DOCUMENT SEGMENT >>

Additional triggers for this tutorial are advances in rare event simulation for this model class as well as the recent standard IEC62551 for dependability evaluation with Petri nets. New results in performability evaluation using an integration of simulation and numerical analysis are presented. Example case studies and tool support is demonstrated.
You can download the full tutorial info here in pdf format.
Armin Zimmermann studied computer science at Technische Universität Dresden and Technische Universität Berlin. Since 1994 he was with the performance evaluation group of Prof. Hommel at TU Berlin. His PhD thesis proposed a modelling and analysis method for manufacturing systems based on coloured Petri nets. The thesis received the Krone award, the Carl Ramsauer award, and the Chorafas Foundation award. Armin Zimmermann held a position as a research fellow 1995-1999 and 1999-2006 as PostDoc research assistant at TU Berlin. During this time he was the principal investigator of the research group Model-Based Evaluation of Discrete Real-Time Systems and coordinated the graduate research training group "Stochastic Modelling and Quantitative Analysis of Complex Systems in Engineering". He is project manager of TimeNET software development since 1996. In 1998 and 1999 he was a visiting scientist at the Universidad de Zaragoza, Spain, in the research group of Prof. Silva. He was a guest lecturer at Shanghai Jiao Tong University in 2001 and at the Hasso-Plattner-Institute for IT Systems Engineering of University Potsdam 2003 - 2006. His Habilitation was awarded in 2006 with a work on Stochastic Discrete Event Systems, which is available as a Springer book.

PROVIDED DATA >>
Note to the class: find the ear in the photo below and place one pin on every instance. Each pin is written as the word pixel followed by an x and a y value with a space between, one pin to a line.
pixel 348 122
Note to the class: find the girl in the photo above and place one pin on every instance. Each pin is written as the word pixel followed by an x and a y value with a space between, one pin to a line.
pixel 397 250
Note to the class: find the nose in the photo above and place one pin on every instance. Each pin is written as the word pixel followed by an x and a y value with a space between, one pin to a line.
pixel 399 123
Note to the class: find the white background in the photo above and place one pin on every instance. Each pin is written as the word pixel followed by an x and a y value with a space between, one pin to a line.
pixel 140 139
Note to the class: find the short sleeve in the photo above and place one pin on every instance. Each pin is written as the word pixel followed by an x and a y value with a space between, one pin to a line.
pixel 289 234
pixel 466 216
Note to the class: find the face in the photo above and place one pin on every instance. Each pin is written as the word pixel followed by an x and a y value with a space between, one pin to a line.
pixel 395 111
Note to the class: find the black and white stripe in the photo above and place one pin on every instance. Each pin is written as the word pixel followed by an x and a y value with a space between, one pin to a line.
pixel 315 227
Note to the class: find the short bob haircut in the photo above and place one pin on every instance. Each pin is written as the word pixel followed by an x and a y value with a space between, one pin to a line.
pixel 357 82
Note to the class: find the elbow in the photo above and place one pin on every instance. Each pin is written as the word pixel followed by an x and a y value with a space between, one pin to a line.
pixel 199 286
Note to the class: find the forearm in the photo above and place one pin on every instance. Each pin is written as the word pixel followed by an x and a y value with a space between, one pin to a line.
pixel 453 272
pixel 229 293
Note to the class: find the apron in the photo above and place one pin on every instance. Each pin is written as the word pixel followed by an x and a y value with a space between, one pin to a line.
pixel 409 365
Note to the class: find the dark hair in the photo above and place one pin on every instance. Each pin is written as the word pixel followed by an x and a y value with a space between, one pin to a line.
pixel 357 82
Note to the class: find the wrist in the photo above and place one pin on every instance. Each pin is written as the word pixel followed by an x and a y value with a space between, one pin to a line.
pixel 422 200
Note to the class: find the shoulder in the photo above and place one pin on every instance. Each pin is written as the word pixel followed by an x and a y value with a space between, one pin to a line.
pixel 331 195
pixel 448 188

EXERCISES TO COMPLETE >>
1. Set down the part of the Petri net tutorial text starting with "Additional triggers for" and going on through "support is demonstrated.".
2. List each line of the records in which the word "white" appears.
The records have no connection to the Petri net tutorial text.

SET OF ANSWERS >>
1.
Additional triggers for this tutorial are advances in rare event simulation for this model class as well as the recent standard IEC62551 for dependability evaluation with Petri nets. New results in performability evaluation using an integration of simulation and numerical analysis are presented. Example case studies and tool support is demonstrated.

2.
Note to the class: find the white background in the photo above and place one pin on every instance. Each pin is written as the word pixel followed by an x and a y value with a space between, one pin to a line.
Note to the class: find the black and white stripe in the photo above and place one pin on every instance. Each pin is written as the word pixel followed by an x and a y value with a space between, one pin to a line.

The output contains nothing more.